START SOURCE

Surprise Roundup
Post #1208 • July 14, 2008, 8:07 AM • 12 Comments
Ironic Sans demonstrates that any sufficiently thoughtful person can generate conceptual art, but too many interesting, legitimate problems call out for solutions. See also David Friedman's thoughts on the corporate artist in residence. (Andrew)
Hilary Spurling would blog if she could. "If I were young now I'd not only be reading blogs but writing them." (AJ) Possibly contradictory: world's oldest blogger dies. (Reddit)
Video footage of the work my friend Ed Sullivan did carving an eleven-foot high marble Madonna ten years ago.
Tom Lubbock: "Read any gallery wall-caption or leaflet or catalogue, and see how long it is before the writer commends the work solely on the basis of what it's about. And then note how it is isn't really about that at all." (MB)
Obsequious, yet austere: Eduoardo "Pickles" Passolini.
Some notes towards a Conservative arts policy.
Department of Poor Baby: Your appropriation art got appropriated. Or, you're a one trick pony and somebody learned your trick. All together now: Awwww. (AJ)
Urgent update from the Department of Value Addition: the Abbeville coupon expires tomorrow.
2.
July 14, 2008, 8:51 AM
Video art selling video art: Good.
Video art selling iPhones: Bad.
Appropriations artists get appropriated: FUCKING AWESOME.
3.
July 14, 2008, 10:07 AM
The good thing about the Lubbock piece is that it is clear, simple, logical, reasonable and 100% right.
The sad thing about it is that it makes no difference at all, it will have no "impact", as they say. The idiots will continue to practice idiocy as long as anyone pays attention to them.
What's wrong with Spurling? Take it from me, being an old fart is no impediment to blogging.
4.
July 14, 2008, 10:21 AM
It follows then, in assessing any one impediment, as a general rule:
If you can fart, you ain't blog-blocked.
5.
July 14, 2008, 11:14 AM
Spurling probably should have said that she would have no time to do research and write excellent books if she fell down the rabbit hole of the Internet. Her Matisse books are great, especially the first volume.
6.
July 14, 2008, 3:23 PM
"The idiots will continue to practice idiocy as long as anyone pays attention to them."
Yes and no. As long as the creators, purveyors and promoters of idiocy get what they want, especially in material terms, they're golden. Mission accomplished. Do you think for one second that a Damien Hirst gives a shit what I think of him (which is really, really bad) as long as Gagosian's clientele keeps buying his crap? Of course not.

END SOURCE

▸ TASK A
Translate this sentence from the art blog roundup above into Spanish: "Her Matisse books are great, especially the first volume."
▸ TASK B
Using the art blog roundup above, turn the paragraph beginning "Hilary Spurling would blog if she could" into a short bulleted list that keeps its main facts.
▸ TASK C
Continue the art blog roundup and its comment thread above from the point where the last comment stops.

START DATA ENTRIES

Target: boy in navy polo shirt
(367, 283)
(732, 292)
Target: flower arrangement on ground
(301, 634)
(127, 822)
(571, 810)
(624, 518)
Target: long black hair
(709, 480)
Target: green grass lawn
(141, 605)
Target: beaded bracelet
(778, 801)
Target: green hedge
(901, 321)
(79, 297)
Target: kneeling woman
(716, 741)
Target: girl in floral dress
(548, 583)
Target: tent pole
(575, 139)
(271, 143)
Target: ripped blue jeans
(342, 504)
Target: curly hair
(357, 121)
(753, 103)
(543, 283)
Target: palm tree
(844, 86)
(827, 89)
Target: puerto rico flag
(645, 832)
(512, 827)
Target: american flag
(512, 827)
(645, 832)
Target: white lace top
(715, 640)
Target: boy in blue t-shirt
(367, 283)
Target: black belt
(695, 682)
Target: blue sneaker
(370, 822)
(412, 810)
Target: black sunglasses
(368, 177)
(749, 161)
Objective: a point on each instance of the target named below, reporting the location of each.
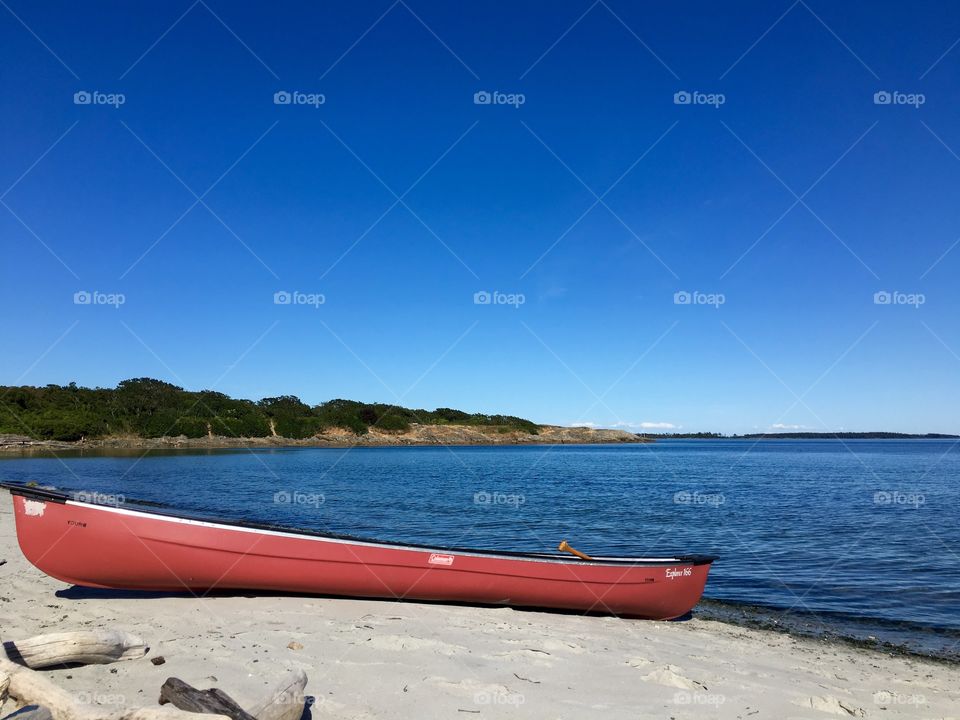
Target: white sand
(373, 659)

END DATA ENTRIES
START DATA ENTRIES

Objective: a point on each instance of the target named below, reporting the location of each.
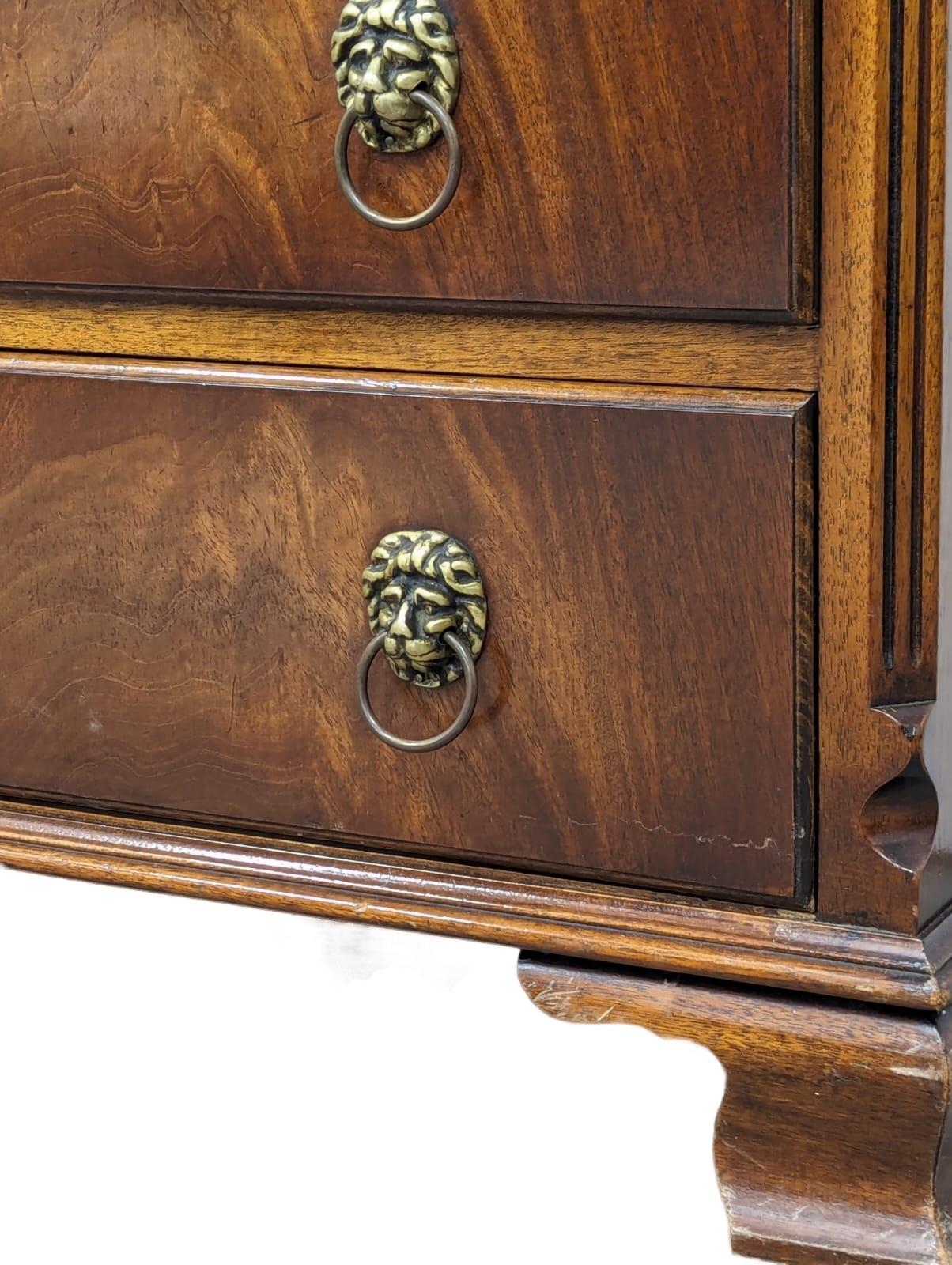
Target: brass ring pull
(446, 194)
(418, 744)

END DATA ENTRIES

▸ EXPECTED OUTPUT A
Sus libros sobre Matisse son excelentes, especialmente el primer volumen.

▸ EXPECTED OUTPUT B
- Hilary Spurling would blog if she could.
- She said that if she were young now, she would be reading blogs and also writing them (via AJ).
- A possibly contradictory item: the world's oldest blogger has died (via Reddit).

▸ EXPECTED OUTPUT C
The idiocy will continue as long as enough people pay not only enough attention but enough MONEY, which is key. The real idiots are not those making the stuff or selling it, but the ones BUYING it, both figuratively AND literally.
7.
July 14, 2008, 5:08 PM
And OP, of course the Lubbock piece will make no difference, though it never hurts to tell it like it is. I've come to believe that the further out of touch with reality and the less sensible things are in the art world, the better the would-be illuminati like it. It makes them feel ever so much more special and above those who are, well, you know, out-of-it.
8.
July 15, 2008, 8:27 AM
An interview with Norman Kleeblatt, on the Action/Abstraction show he curated... Seems Norm isn't any better informed on Greenberg than his interviewer is... I wish the artinfo site had a comments section, so I could leave them some corrections...
9.
July 15, 2008, 9:34 AM
That show obviously had good art in it but unfortunately it further codifies the silly action/formalism fiction. Academics love to saw off the edges and round the corners so that they can get a nice simple formulation that is easy to put into words and easy to understand, no matter that it is false in fact and feeling.
This Kleebat fellow understands neither Greenberg nor Rosenberg, repeats all the received information that has filtered down to us and proceeds to make inane mistakes, such as Hofmanns "Fantasia" being the "first drip painting" - it wasn't even Hofmann's first drip painting!
He also negelcts to mention, when discussing sculpture, Greenberg's strong support of David Smith, and makes the astonishingly dopey statement that Greenberg had a problem with sculpture because sculpture wasn't flat! I mean, can you image a scientist making such a dumb blunder? He would be a laughting stock. But these people are the shepherds of our culture, and they gently lead the sheep to slaughter while we all nod blindly in agreement.
Please, blog readers, be SKEPTICAL above all else!
10.
July 15, 2008, 10:58 AM
I haven't gotten the impression, from what I've read of Rosenberg, that he actually liked Anxious Objects, but was simply reporting that that's what artists were making.
11.
July 15, 2008, 1:16 PM
What? Greenberg had a problem with sculpture because sculpture wasn't flat? Is this guy retarded, or is he simply too clumsy to be effectively malicious? Who was the editor for this embarrassment?
12.
July 15, 2008, 5:02 PM
OK, I read the Kleebatt interview. It's not quite as bad as OP made me expect, but bad enough. Talking about Greenberg and sculpture without mentioning David Smith seems highly odd. Surely Kleebatt is aware of the connection, or he most certainly should be. The interviewer, as usual, simply regurgitates the party line on Greenberg, which is always safe, if nothing else.
And of course, while both dutifully talk about the limits and shortcomings of the dead, neither says a word about the comparatively far greater flaws of current so-called critics, who are largely useless and nowhere near as relevant to their own time.
1.
wwc
July 14, 2008, 8:41 AM
That Lubbock is great:
"Or tell me this: if it investigates and celebrates something, is its investigation serious or superficial? Is its celebration sincere or phoney? You have no idea. I have no idea. Because it doesn't investigate or celebrate anything. The verbs just don't apply."